The task calls for each record to be given again exactly.
-=-=-
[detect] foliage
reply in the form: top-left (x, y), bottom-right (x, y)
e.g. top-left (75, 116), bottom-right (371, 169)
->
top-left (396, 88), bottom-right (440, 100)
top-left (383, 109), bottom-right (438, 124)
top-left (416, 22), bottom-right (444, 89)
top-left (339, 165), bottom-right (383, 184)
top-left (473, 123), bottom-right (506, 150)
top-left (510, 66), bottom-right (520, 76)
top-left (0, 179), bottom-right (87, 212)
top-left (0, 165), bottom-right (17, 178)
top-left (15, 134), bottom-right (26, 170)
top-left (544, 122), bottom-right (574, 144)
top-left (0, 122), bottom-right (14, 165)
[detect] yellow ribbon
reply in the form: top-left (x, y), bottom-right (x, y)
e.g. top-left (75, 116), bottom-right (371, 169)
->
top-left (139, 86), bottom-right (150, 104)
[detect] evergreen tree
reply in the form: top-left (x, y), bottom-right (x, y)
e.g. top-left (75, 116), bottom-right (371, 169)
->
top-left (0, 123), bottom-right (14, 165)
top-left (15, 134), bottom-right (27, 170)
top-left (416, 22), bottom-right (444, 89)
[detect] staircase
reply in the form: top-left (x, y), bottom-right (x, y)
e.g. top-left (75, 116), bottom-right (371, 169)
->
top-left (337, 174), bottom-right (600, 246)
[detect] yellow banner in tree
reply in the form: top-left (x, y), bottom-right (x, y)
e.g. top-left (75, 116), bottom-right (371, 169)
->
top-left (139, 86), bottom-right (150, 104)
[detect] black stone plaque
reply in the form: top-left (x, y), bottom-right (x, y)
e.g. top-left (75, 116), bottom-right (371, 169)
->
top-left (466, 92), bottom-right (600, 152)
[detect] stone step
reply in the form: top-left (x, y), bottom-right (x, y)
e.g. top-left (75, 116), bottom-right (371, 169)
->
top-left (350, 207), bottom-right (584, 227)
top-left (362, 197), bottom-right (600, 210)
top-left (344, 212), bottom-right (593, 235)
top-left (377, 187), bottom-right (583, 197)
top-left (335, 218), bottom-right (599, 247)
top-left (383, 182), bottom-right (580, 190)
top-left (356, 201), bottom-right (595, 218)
-=-=-
**Expected output**
[detect] foliage
reply in the form: top-left (x, y), bottom-right (x, y)
e.g. top-left (75, 116), bottom-right (371, 169)
->
top-left (396, 88), bottom-right (440, 100)
top-left (383, 109), bottom-right (438, 124)
top-left (416, 22), bottom-right (444, 89)
top-left (339, 165), bottom-right (383, 184)
top-left (473, 123), bottom-right (506, 150)
top-left (510, 66), bottom-right (520, 76)
top-left (0, 179), bottom-right (87, 212)
top-left (0, 165), bottom-right (17, 178)
top-left (15, 134), bottom-right (26, 170)
top-left (544, 122), bottom-right (574, 144)
top-left (0, 122), bottom-right (14, 165)
[detect] yellow ribbon
reply in the form: top-left (x, y), bottom-right (x, y)
e.g. top-left (75, 116), bottom-right (371, 169)
->
top-left (139, 86), bottom-right (150, 104)
[detect] evergreen tree
reply in the form: top-left (x, y), bottom-right (x, y)
e.g. top-left (75, 116), bottom-right (371, 169)
->
top-left (0, 123), bottom-right (14, 165)
top-left (15, 134), bottom-right (27, 170)
top-left (416, 22), bottom-right (444, 89)
[detect] staircase
reply in the form: top-left (x, y), bottom-right (x, y)
e.g. top-left (75, 116), bottom-right (371, 169)
->
top-left (337, 174), bottom-right (600, 246)
[detect] yellow banner in tree
reply in the form: top-left (x, y), bottom-right (x, y)
e.g. top-left (75, 116), bottom-right (371, 169)
->
top-left (139, 86), bottom-right (150, 104)
[detect] black stone plaque
reply in the form: top-left (x, y), bottom-right (x, y)
e.g. top-left (75, 116), bottom-right (371, 169)
->
top-left (466, 92), bottom-right (600, 152)
[detect] stone step
reply in the form: top-left (x, y), bottom-right (x, y)
e.g. top-left (75, 116), bottom-right (371, 169)
->
top-left (350, 207), bottom-right (584, 227)
top-left (362, 197), bottom-right (600, 210)
top-left (344, 212), bottom-right (593, 235)
top-left (377, 187), bottom-right (583, 197)
top-left (335, 218), bottom-right (599, 247)
top-left (383, 182), bottom-right (580, 190)
top-left (356, 201), bottom-right (595, 218)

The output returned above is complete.